[A block of data]
※ ※ ※

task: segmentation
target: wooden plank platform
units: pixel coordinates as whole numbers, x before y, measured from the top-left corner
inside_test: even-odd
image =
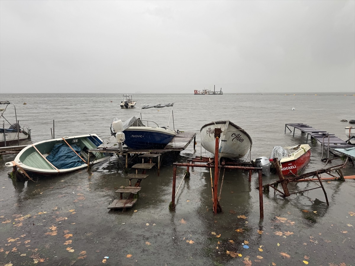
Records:
[[[130,174],[125,177],[125,178],[128,178],[130,179],[130,187],[132,185],[132,179],[137,179],[137,181],[135,186],[137,187],[139,187],[141,185],[141,182],[143,179],[145,179],[146,178],[149,176],[149,174]]]
[[[196,136],[196,133],[180,131],[164,148],[166,150],[182,151],[186,149]]]
[[[136,194],[142,188],[140,187],[125,187],[122,185],[115,192],[118,193],[127,193]]]
[[[308,140],[308,135],[310,135],[311,137],[320,142],[326,149],[329,146],[329,150],[332,153],[337,155],[340,154],[352,159],[355,159],[355,149],[354,149],[355,146],[347,143],[345,141],[334,135],[334,134],[328,133],[324,131],[318,130],[301,123],[285,124],[285,133],[286,128],[292,132],[288,126],[294,128],[294,136],[295,135],[295,129],[296,128],[300,130],[301,132],[306,133],[307,139],[306,143]]]
[[[161,154],[160,154],[144,153],[143,154],[138,155],[138,157],[139,158],[156,158],[156,157],[159,157],[161,155]]]
[[[137,199],[116,199],[107,207],[108,209],[123,209],[130,208],[137,201]]]
[[[127,176],[125,177],[125,178],[129,178],[129,179],[145,179],[147,177],[149,176],[149,174],[130,174]]]
[[[137,164],[132,166],[135,169],[151,169],[155,165],[155,164]]]

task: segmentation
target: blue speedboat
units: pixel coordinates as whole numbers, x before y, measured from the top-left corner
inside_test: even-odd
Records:
[[[124,143],[130,149],[164,149],[177,134],[175,130],[173,109],[174,103],[165,105],[145,105],[142,107],[138,117],[133,116],[126,120],[122,123],[125,140]],[[144,120],[142,119],[142,111],[149,108],[161,108],[171,107],[170,116],[167,126],[159,127],[153,121]],[[170,118],[173,118],[173,130],[169,128]],[[118,121],[114,120],[113,122]],[[115,135],[116,131],[113,124],[111,127],[111,134]]]

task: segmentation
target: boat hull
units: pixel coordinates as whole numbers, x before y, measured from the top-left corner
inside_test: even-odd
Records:
[[[93,155],[91,153],[89,159],[89,153],[87,151],[96,149],[103,143],[102,140],[95,134],[64,137],[63,138],[63,138],[58,138],[39,142],[29,145],[18,153],[13,161],[7,162],[5,165],[9,167],[18,166],[26,172],[48,175],[64,173],[87,167],[89,160],[91,165],[101,162],[108,158],[108,156],[104,154],[99,153]],[[78,151],[77,154],[76,155],[74,152],[69,148],[70,150],[67,154],[63,154],[62,157],[64,157],[64,161],[67,158],[65,156],[69,153],[71,153],[72,156],[77,156],[77,161],[79,162],[77,162],[74,167],[60,168],[58,166],[58,165],[56,165],[57,167],[56,167],[54,165],[56,163],[53,161],[51,162],[47,158],[49,158],[50,155],[51,155],[50,154],[55,145],[62,144],[63,146],[69,148],[67,143],[72,147],[74,145],[77,146],[77,148]]]
[[[229,120],[217,121],[204,125],[200,130],[201,144],[206,150],[214,154],[214,129],[220,128],[222,133],[219,142],[218,157],[238,159],[244,157],[252,144],[249,134]]]
[[[124,131],[127,146],[132,149],[164,149],[176,134],[162,128],[130,127]]]
[[[282,174],[284,176],[297,176],[308,163],[311,158],[311,148],[308,144],[300,148],[289,157],[280,160]]]

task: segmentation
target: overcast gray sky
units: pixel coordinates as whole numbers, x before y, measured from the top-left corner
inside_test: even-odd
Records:
[[[0,1],[5,93],[355,93],[355,1]]]

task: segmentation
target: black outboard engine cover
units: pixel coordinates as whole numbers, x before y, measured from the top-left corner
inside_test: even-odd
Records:
[[[271,163],[267,157],[260,157],[255,159],[255,166],[262,168],[263,174],[268,176],[270,174],[270,167]]]

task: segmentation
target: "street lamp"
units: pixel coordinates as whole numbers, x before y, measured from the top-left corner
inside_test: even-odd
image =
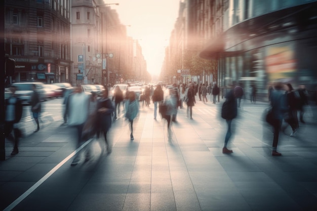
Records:
[[[118,3],[112,3],[112,4],[103,4],[101,5],[97,5],[96,4],[95,0],[93,0],[94,3],[95,3],[95,6],[96,7],[107,7],[109,5],[119,5]],[[107,69],[107,57],[106,57],[105,60],[104,61],[104,57],[103,57],[103,12],[101,12],[101,78],[102,80],[102,84],[104,86],[104,77],[106,77],[106,86],[108,86],[108,69]],[[106,15],[106,19],[107,19],[107,15]],[[106,20],[106,29],[107,28],[106,24],[107,24],[107,20]],[[106,36],[107,35],[106,32]],[[107,45],[106,41],[106,45]],[[107,51],[106,50],[106,53]]]

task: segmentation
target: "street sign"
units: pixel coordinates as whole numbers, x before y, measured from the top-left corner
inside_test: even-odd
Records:
[[[189,71],[189,69],[182,69],[180,72],[180,74],[181,75],[190,75],[190,72]]]

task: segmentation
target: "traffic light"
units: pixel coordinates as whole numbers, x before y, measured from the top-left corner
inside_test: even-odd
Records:
[[[15,61],[6,57],[5,76],[14,76],[15,70]]]

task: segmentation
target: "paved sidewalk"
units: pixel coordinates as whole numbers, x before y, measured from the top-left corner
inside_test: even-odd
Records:
[[[87,147],[94,157],[75,166],[67,158],[75,149],[73,131],[53,121],[0,161],[0,210],[12,202],[17,210],[317,210],[316,108],[307,109],[295,137],[289,127],[280,135],[283,156],[272,157],[271,129],[261,120],[267,104],[241,105],[231,154],[222,153],[221,104],[197,102],[193,120],[186,108],[179,110],[169,134],[164,121],[153,119],[152,104],[141,107],[134,140],[119,118],[109,134],[112,153],[104,153],[101,138],[93,140]]]

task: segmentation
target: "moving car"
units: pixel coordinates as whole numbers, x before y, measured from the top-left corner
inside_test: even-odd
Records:
[[[51,99],[63,97],[63,90],[56,85],[53,84],[44,85],[46,90],[46,98]]]
[[[44,89],[44,83],[41,82],[24,82],[14,83],[12,84],[17,88],[15,94],[21,99],[22,103],[30,103],[31,95],[33,93],[33,85],[36,87],[36,91],[39,95],[41,101],[45,100],[46,95]]]
[[[142,95],[142,90],[141,87],[130,87],[128,88],[128,92],[133,91],[136,95],[136,99],[139,101],[141,100],[141,96]]]
[[[112,87],[112,90],[111,92],[111,95],[111,95],[111,96],[113,96],[113,95],[114,94],[114,89],[116,87],[119,87],[119,88],[123,93],[124,99],[125,98],[126,93],[127,93],[127,89],[128,88],[128,87],[129,87],[129,86],[126,84],[117,84],[113,85],[113,87]]]

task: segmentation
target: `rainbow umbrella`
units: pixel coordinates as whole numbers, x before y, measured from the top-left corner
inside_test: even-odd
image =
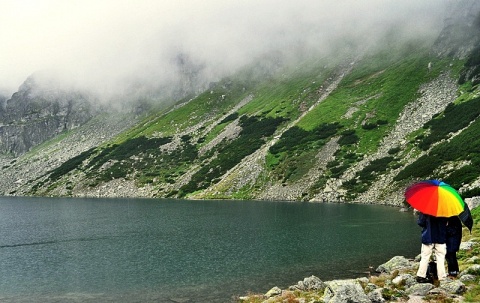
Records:
[[[426,180],[409,186],[405,199],[416,210],[435,217],[458,216],[465,202],[450,185],[439,180]]]

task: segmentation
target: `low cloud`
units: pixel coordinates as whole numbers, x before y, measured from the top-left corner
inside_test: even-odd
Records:
[[[346,38],[372,46],[392,26],[436,35],[449,2],[2,0],[0,91],[39,71],[101,96],[148,90],[174,83],[178,60],[214,81],[272,51],[328,52]]]

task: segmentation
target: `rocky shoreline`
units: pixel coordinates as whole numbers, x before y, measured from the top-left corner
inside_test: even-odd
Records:
[[[461,250],[471,251],[478,246],[474,239],[462,242]],[[457,279],[418,283],[415,272],[420,257],[409,260],[395,256],[381,264],[368,277],[322,281],[316,276],[305,278],[287,289],[273,287],[265,294],[241,296],[238,302],[324,302],[324,303],[385,303],[385,302],[463,302],[462,295],[469,282],[480,275],[478,256],[465,262]]]

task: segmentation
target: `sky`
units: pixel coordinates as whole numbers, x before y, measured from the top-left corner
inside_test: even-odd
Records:
[[[0,0],[0,92],[33,73],[103,93],[164,83],[179,53],[215,80],[272,51],[378,43],[391,25],[438,33],[449,1]]]

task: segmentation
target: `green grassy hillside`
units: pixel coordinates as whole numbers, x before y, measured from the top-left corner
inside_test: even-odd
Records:
[[[442,178],[465,197],[477,195],[480,99],[461,76],[472,60],[436,57],[424,44],[247,67],[64,162],[32,181],[28,194],[91,195],[115,181],[150,197],[399,204],[392,193],[413,180]],[[452,85],[445,108],[435,107],[437,88],[424,92],[438,79]],[[382,150],[417,103],[426,123]],[[383,198],[369,198],[377,187]]]

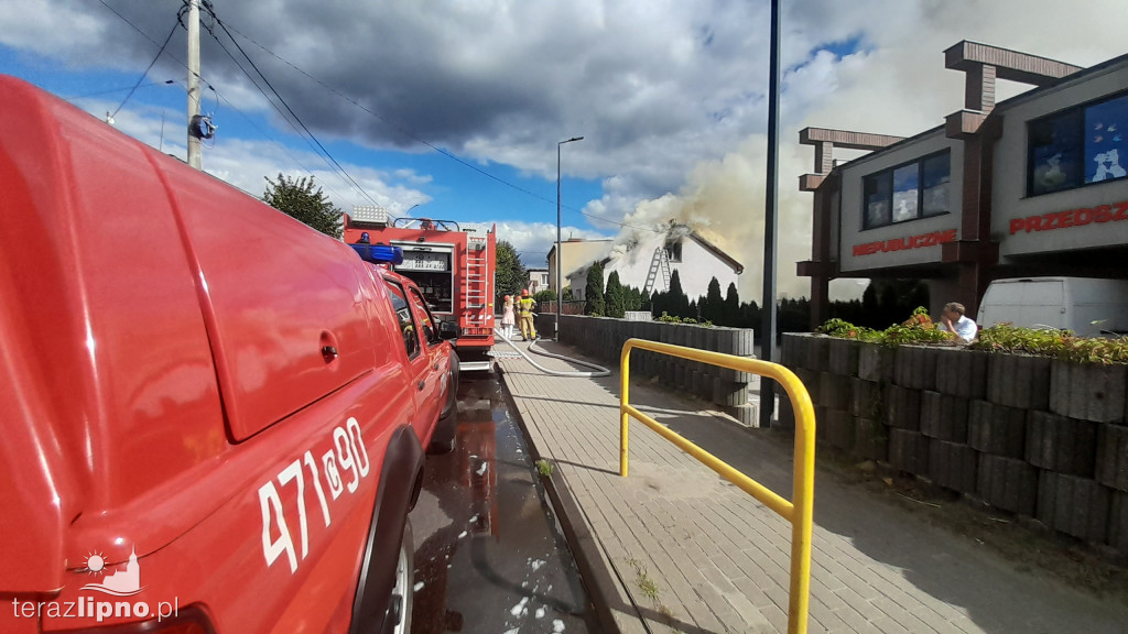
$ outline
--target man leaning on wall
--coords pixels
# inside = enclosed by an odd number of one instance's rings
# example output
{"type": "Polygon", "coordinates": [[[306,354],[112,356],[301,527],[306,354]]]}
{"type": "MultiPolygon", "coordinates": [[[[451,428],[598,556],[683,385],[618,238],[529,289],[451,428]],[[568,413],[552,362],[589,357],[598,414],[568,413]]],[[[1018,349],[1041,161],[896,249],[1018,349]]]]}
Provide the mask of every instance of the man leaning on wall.
{"type": "Polygon", "coordinates": [[[958,301],[945,303],[938,328],[954,334],[960,343],[971,343],[979,334],[979,327],[973,319],[963,314],[964,311],[963,305],[958,301]]]}

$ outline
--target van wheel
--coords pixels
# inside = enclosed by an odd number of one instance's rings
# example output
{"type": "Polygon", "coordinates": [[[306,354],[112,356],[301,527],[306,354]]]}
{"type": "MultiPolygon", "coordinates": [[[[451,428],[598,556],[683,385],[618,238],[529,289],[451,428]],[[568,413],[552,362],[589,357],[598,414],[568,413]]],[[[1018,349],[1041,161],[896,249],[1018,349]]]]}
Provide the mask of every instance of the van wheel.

※ ※ ※

* [Exercise instructions] Select every line of the data above that contains the word "Provide", and copy each one. Case counts.

* [Final result]
Provide the mask of every instance of the man leaning on wall.
Provide the mask of every instance of the van wheel.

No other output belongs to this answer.